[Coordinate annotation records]
++++++

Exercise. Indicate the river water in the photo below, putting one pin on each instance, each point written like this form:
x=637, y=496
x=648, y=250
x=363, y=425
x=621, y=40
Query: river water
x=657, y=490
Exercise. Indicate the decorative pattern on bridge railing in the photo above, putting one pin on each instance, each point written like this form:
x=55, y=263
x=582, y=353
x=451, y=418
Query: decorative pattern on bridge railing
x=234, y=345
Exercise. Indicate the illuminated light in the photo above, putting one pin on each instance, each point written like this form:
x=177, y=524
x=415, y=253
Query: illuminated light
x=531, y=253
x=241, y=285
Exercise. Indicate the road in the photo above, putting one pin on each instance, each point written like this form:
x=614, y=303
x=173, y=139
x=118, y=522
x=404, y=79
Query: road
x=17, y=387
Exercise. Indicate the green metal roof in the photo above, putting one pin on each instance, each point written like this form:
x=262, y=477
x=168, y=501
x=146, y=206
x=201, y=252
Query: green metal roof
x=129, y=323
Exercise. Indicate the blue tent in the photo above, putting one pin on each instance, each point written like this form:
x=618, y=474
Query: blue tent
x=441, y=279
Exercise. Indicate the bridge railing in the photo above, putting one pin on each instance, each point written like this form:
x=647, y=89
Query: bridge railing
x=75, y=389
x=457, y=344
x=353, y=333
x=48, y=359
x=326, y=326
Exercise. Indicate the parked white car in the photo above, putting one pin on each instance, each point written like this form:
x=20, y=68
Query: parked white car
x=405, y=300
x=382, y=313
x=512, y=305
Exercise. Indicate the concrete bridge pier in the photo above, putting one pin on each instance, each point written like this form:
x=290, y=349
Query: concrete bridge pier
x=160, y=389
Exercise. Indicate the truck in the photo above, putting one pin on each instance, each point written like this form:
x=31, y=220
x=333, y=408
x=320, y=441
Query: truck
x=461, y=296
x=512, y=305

++++++

**Set task:**
Convert the part of the records above that opens with the line containing "Exercise. Indicate the illuminated" and closes with the line containing "x=17, y=387" into a JSON list of strings, one string per line, with blank lines left out.

**Written response:**
[
  "Exercise. Indicate the illuminated light in the photo above, putting one pin on each instance, each point written like this form:",
  "x=177, y=524",
  "x=415, y=253",
  "Query: illuminated light",
  "x=531, y=253",
  "x=241, y=285",
  "Exercise. Indicate the road in the photo above, putting one pin on each instance, each point written like this form:",
  "x=614, y=303",
  "x=173, y=139",
  "x=118, y=522",
  "x=404, y=79",
  "Query: road",
  "x=17, y=387"
]